TASK PROMPT ▸ Each line below with the string "tall" should be copied.

Saved entries

* * * * * * *

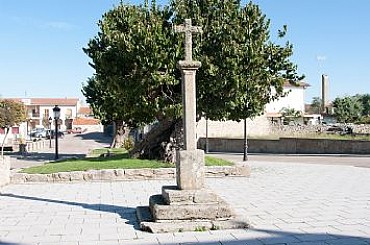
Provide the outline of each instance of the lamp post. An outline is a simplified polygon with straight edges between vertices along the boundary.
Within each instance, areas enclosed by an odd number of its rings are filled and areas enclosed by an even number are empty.
[[[244,118],[244,151],[243,162],[248,161],[248,139],[247,139],[247,119]]]
[[[59,121],[59,117],[60,117],[60,108],[57,105],[54,106],[53,113],[54,113],[54,120],[55,120],[55,132],[54,132],[54,137],[55,137],[55,160],[58,160],[58,158],[59,158],[59,155],[58,155],[58,121]]]
[[[49,117],[49,148],[51,148],[51,123],[53,122],[53,118]]]

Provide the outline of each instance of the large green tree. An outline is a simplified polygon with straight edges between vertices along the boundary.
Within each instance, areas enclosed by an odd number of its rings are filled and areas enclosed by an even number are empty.
[[[94,115],[104,125],[113,123],[114,135],[111,148],[121,147],[127,131],[126,126],[130,123],[125,114],[128,110],[124,108],[123,98],[115,90],[107,89],[104,80],[98,79],[96,76],[89,78],[87,83],[83,85],[82,93],[91,105]]]
[[[0,100],[0,128],[5,135],[1,142],[1,157],[4,155],[4,143],[11,127],[26,121],[26,111],[22,103],[12,100]]]
[[[184,37],[172,26],[185,18],[203,29],[194,37],[193,50],[194,59],[202,62],[197,73],[198,118],[253,118],[284,95],[286,81],[302,78],[289,60],[292,45],[271,42],[269,20],[253,3],[178,0],[164,8],[155,1],[150,6],[120,4],[103,16],[98,35],[84,50],[99,83],[120,98],[120,103],[110,104],[123,108],[125,122],[158,122],[134,149],[141,157],[173,161],[181,141],[174,132],[181,125],[176,63],[184,56]],[[285,32],[279,31],[278,37]]]

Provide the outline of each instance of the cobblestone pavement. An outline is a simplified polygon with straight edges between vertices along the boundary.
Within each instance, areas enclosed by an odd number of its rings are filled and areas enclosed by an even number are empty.
[[[138,230],[136,206],[174,180],[42,183],[0,190],[0,244],[370,244],[370,169],[250,164],[249,178],[206,181],[249,230]]]

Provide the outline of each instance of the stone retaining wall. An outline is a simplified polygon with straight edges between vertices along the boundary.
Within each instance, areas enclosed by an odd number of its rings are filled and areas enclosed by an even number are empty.
[[[209,151],[239,152],[244,149],[243,139],[209,138]],[[205,139],[198,142],[205,148]],[[277,140],[248,140],[250,153],[277,154],[370,154],[370,141],[364,140],[331,140],[331,139],[301,139],[280,138]]]
[[[10,158],[0,156],[0,187],[9,184],[10,182]]]
[[[225,176],[249,176],[250,169],[247,165],[238,164],[235,166],[206,167],[207,177]],[[120,181],[120,180],[142,180],[142,179],[173,179],[175,178],[174,168],[158,169],[107,169],[89,170],[75,172],[60,172],[53,174],[24,174],[13,173],[12,184],[27,182],[70,182],[70,181]]]

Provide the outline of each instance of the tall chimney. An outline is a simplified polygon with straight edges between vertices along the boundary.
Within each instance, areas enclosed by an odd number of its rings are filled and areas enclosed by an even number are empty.
[[[329,76],[321,76],[321,113],[328,114],[329,105]]]

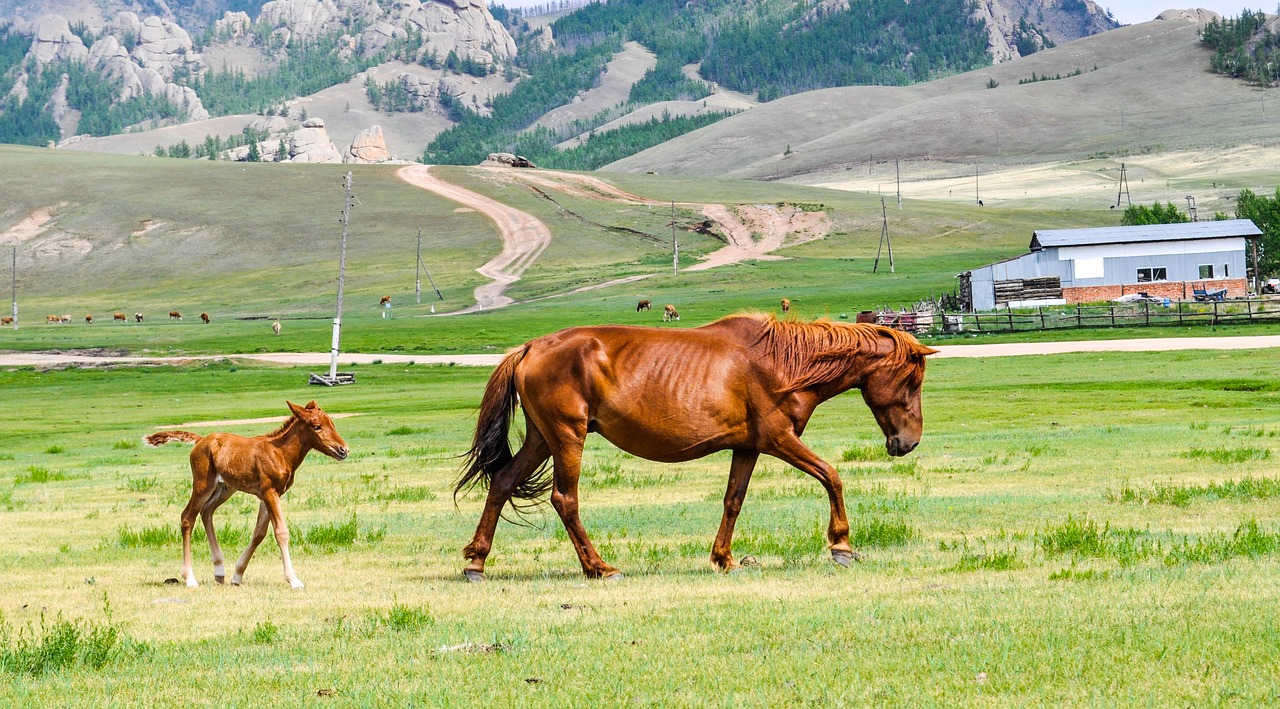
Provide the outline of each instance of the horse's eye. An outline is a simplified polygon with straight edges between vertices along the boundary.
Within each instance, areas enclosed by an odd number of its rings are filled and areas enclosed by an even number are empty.
[[[324,426],[321,426],[321,425],[320,425],[320,424],[318,424],[318,423],[313,423],[313,424],[311,424],[311,427],[312,427],[312,428],[314,428],[314,429],[315,429],[315,430],[317,430],[317,431],[319,431],[320,429],[324,428]]]

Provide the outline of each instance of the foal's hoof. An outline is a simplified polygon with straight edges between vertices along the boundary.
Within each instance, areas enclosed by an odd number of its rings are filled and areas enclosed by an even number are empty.
[[[289,588],[292,588],[295,591],[301,591],[303,588],[302,582],[299,581],[298,579],[294,579],[289,582]]]
[[[470,583],[484,582],[484,572],[476,571],[475,569],[463,569],[462,577],[465,578]]]
[[[224,575],[224,576],[214,576],[214,577],[213,577],[213,580],[214,580],[214,581],[217,581],[218,583],[226,583],[226,582],[227,582],[227,577],[226,577],[225,575]]]
[[[832,549],[831,560],[845,568],[848,568],[853,562],[862,561],[862,555],[857,552]]]
[[[609,574],[608,576],[605,576],[605,577],[604,577],[604,580],[605,580],[605,581],[621,581],[621,580],[622,580],[622,572],[621,572],[621,571],[615,571],[615,572],[613,572],[613,573]]]

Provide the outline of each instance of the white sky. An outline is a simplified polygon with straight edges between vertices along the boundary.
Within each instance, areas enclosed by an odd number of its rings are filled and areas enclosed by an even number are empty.
[[[505,5],[509,8],[529,7],[530,5],[545,5],[547,0],[489,0],[498,5]],[[1147,22],[1156,19],[1156,15],[1171,8],[1183,9],[1188,7],[1203,7],[1206,10],[1213,10],[1223,17],[1239,17],[1240,11],[1248,8],[1249,10],[1262,10],[1264,12],[1275,13],[1278,0],[1095,0],[1099,5],[1111,10],[1111,14],[1115,18],[1126,24],[1136,25],[1139,22]]]

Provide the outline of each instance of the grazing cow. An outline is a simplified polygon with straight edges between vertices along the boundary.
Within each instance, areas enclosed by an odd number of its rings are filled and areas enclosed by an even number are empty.
[[[653,301],[642,300],[639,303],[636,303],[636,312],[638,313],[641,310],[653,310]]]
[[[86,315],[86,316],[84,316],[84,321],[85,321],[86,323],[89,323],[90,325],[92,325],[92,324],[93,324],[93,316],[92,316],[92,315]]]
[[[379,306],[381,306],[381,307],[383,307],[383,308],[387,307],[388,305],[391,305],[391,296],[389,296],[389,295],[384,295],[384,296],[382,296],[381,298],[379,298],[379,299],[378,299],[378,305],[379,305]]]
[[[62,322],[64,322],[64,323],[69,323],[69,322],[71,322],[71,316],[70,316],[70,315],[63,315],[62,317],[58,318],[58,320],[60,320],[60,321],[62,321]]]
[[[142,322],[142,313],[134,313],[134,314],[133,314],[133,321],[134,321],[134,322]]]
[[[12,324],[13,324],[13,318],[7,315],[3,318],[0,318],[0,325],[12,325]]]
[[[176,310],[170,310],[170,311],[169,311],[169,319],[170,319],[170,320],[181,320],[181,319],[182,319],[182,313],[180,313],[180,312],[178,312],[178,311],[176,311]]]
[[[209,314],[208,314],[208,313],[200,313],[200,319],[204,321],[204,324],[205,324],[205,325],[208,325],[208,324],[209,324]]]
[[[791,312],[791,301],[786,298],[782,299],[782,312],[783,314]]]
[[[667,322],[668,320],[679,320],[679,319],[680,319],[680,313],[676,312],[676,306],[670,303],[667,303],[666,305],[662,306],[662,322]]]
[[[129,322],[129,318],[126,317],[124,313],[112,313],[111,320],[113,322],[116,320],[119,320],[120,322]]]
[[[45,325],[48,325],[48,324],[49,324],[49,323],[51,323],[51,322],[62,322],[62,318],[58,317],[57,315],[46,315],[46,316],[44,316],[44,324],[45,324]]]
[[[279,321],[279,320],[277,320],[277,321],[275,321],[275,322],[271,323],[271,331],[272,331],[272,332],[274,332],[274,333],[275,333],[275,334],[277,334],[277,335],[279,335],[279,334],[280,334],[280,321]]]

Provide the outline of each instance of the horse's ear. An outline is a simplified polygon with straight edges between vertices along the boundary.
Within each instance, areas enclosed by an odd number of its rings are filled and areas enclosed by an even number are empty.
[[[284,403],[289,405],[289,410],[293,412],[294,416],[297,416],[298,418],[303,417],[306,409],[303,409],[301,406],[298,406],[297,404],[293,403],[292,401],[289,401],[288,399],[285,399]]]
[[[312,399],[311,401],[308,401],[308,402],[307,402],[306,408],[308,408],[308,409],[318,409],[318,408],[320,408],[320,407],[316,406],[316,400],[315,400],[315,399]]]
[[[942,350],[935,350],[932,347],[926,347],[924,345],[920,345],[920,356],[922,357],[928,357],[929,355],[936,355],[941,351]]]

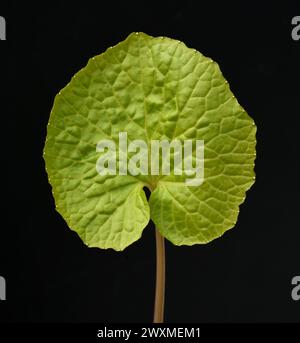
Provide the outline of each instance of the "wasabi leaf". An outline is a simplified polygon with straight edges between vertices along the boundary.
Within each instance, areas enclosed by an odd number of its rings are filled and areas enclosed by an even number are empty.
[[[97,143],[118,147],[120,132],[148,144],[204,140],[204,182],[188,186],[174,171],[100,175]],[[90,247],[123,250],[150,218],[176,245],[207,243],[235,225],[254,182],[255,133],[217,63],[179,41],[130,34],[55,97],[44,159],[57,211]]]

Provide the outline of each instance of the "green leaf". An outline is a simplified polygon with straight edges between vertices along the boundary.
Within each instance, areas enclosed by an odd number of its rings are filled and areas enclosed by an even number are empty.
[[[204,140],[204,182],[180,175],[106,175],[97,142]],[[55,97],[44,158],[58,212],[90,247],[123,250],[149,219],[176,245],[232,228],[254,182],[256,126],[217,63],[144,33],[89,60]],[[143,187],[152,194],[147,203]]]

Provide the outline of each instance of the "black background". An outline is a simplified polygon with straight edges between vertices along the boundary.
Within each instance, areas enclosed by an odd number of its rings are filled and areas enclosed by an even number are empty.
[[[1,1],[0,275],[4,322],[150,322],[154,228],[124,252],[89,249],[54,209],[42,159],[56,93],[133,31],[185,42],[221,67],[257,127],[257,180],[236,227],[208,245],[167,242],[167,322],[299,322],[300,40],[284,1]]]

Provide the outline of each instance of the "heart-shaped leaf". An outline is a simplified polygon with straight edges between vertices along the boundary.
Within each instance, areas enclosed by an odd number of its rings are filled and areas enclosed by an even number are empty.
[[[149,145],[204,140],[204,181],[190,186],[174,171],[100,175],[97,144],[120,148],[120,132]],[[255,133],[217,63],[179,41],[136,33],[90,59],[58,93],[44,158],[57,210],[88,246],[123,250],[150,217],[172,243],[192,245],[235,225],[254,182]]]

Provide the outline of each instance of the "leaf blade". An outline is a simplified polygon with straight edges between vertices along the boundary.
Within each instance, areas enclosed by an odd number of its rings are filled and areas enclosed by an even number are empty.
[[[205,179],[100,176],[99,140],[203,139]],[[169,38],[143,33],[89,60],[56,96],[44,158],[58,211],[89,246],[123,250],[150,214],[176,245],[207,243],[234,226],[254,182],[253,120],[219,66]],[[149,205],[143,187],[154,189]],[[149,207],[150,206],[150,207]]]

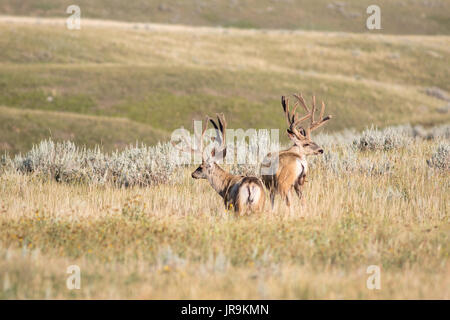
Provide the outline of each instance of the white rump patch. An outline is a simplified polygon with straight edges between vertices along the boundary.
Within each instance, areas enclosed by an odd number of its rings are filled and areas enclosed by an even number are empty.
[[[300,177],[302,173],[306,174],[308,171],[308,162],[305,159],[297,159],[297,178]]]

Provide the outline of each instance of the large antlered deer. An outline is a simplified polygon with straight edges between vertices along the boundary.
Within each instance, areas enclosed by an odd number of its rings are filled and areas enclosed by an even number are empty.
[[[284,96],[281,97],[281,105],[288,124],[287,134],[289,139],[294,142],[294,145],[287,150],[280,151],[277,154],[268,154],[264,159],[261,169],[272,166],[274,157],[278,156],[278,167],[274,172],[267,174],[261,171],[262,180],[269,190],[270,202],[272,209],[274,207],[275,195],[278,193],[285,201],[290,209],[291,205],[291,190],[294,189],[298,197],[302,199],[302,187],[305,183],[306,173],[308,171],[308,163],[306,157],[308,155],[318,155],[323,153],[323,149],[311,140],[311,132],[324,125],[332,117],[331,115],[323,117],[325,111],[325,103],[322,101],[322,108],[318,121],[314,121],[314,114],[316,111],[316,98],[312,98],[311,110],[308,109],[303,96],[294,95],[298,100],[295,104],[292,113],[289,110],[289,100]],[[296,109],[300,103],[306,111],[306,115],[299,118]],[[310,119],[309,127],[305,130],[300,127],[302,121]]]
[[[212,123],[216,131],[214,147],[211,153],[208,154],[204,148],[203,140],[208,121]],[[232,175],[222,169],[217,162],[226,155],[226,126],[225,116],[223,114],[217,115],[217,123],[206,117],[206,124],[202,130],[201,137],[197,137],[200,141],[198,148],[193,148],[191,144],[185,140],[187,148],[178,149],[185,152],[194,152],[201,154],[202,164],[192,172],[194,179],[207,179],[214,190],[223,198],[225,208],[234,209],[239,215],[251,211],[263,211],[265,202],[264,185],[257,177]]]

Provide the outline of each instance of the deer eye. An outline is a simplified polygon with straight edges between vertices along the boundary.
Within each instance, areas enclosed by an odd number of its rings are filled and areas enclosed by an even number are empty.
[[[308,147],[309,145],[310,145],[309,143],[305,143],[303,146]]]

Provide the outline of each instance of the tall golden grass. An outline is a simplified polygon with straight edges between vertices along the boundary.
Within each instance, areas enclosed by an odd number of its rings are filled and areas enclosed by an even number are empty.
[[[4,172],[0,298],[449,299],[449,174],[426,162],[437,145],[358,151],[392,165],[372,173],[316,160],[304,206],[245,217],[189,169],[148,188]],[[380,290],[366,287],[370,265]]]

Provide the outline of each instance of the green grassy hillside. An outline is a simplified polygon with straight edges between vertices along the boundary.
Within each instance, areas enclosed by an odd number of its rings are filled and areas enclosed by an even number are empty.
[[[448,102],[425,93],[450,91],[447,36],[83,21],[70,31],[63,19],[0,19],[2,151],[25,151],[50,131],[107,149],[151,143],[206,112],[225,112],[232,128],[282,129],[280,95],[299,90],[325,100],[328,130],[450,121]]]
[[[61,0],[0,0],[9,15],[65,17]],[[367,32],[371,0],[78,0],[82,17],[236,28]],[[447,0],[378,0],[382,33],[450,34]]]
[[[48,137],[71,140],[105,150],[121,149],[137,141],[155,144],[167,134],[128,119],[86,116],[75,113],[19,110],[0,106],[0,149],[26,151]]]

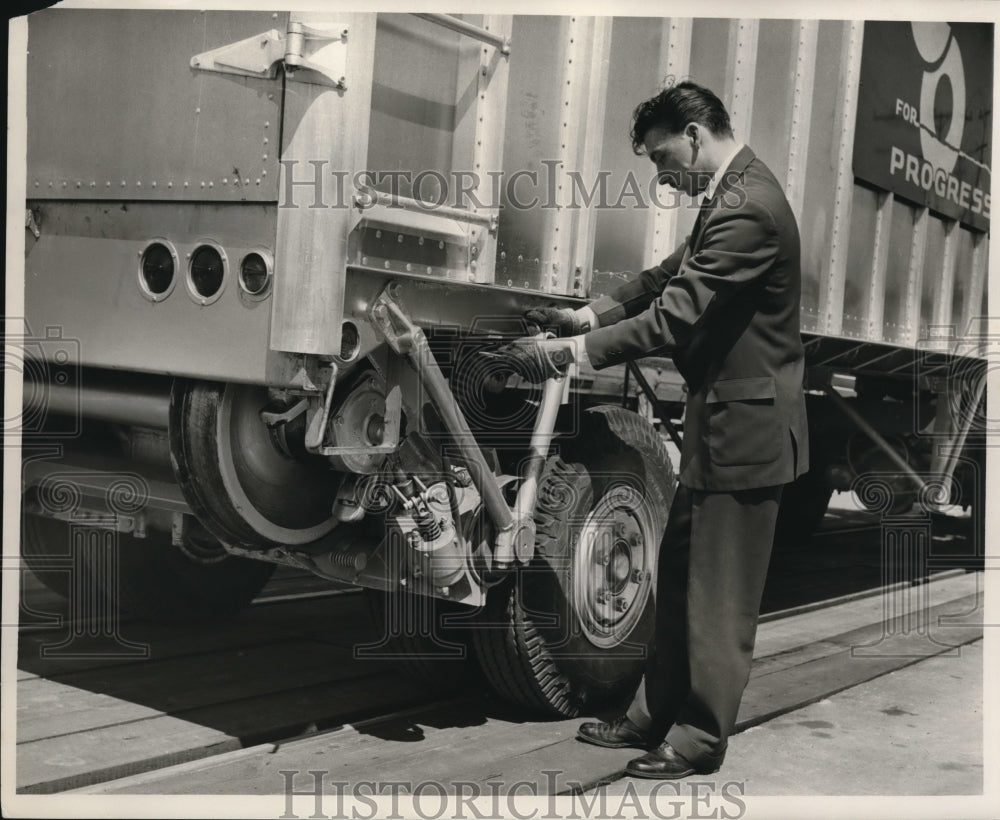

* * * * * * *

ANSWER SECTION ▸
Provide the outline of each instance of the tall chimney. An outline is a simplified polygon with straight edges between vertices along the boundary.
Provide the outline of each instance of the tall golden grass. An outline is a simplified polygon with straight edges between vertices along the boundary.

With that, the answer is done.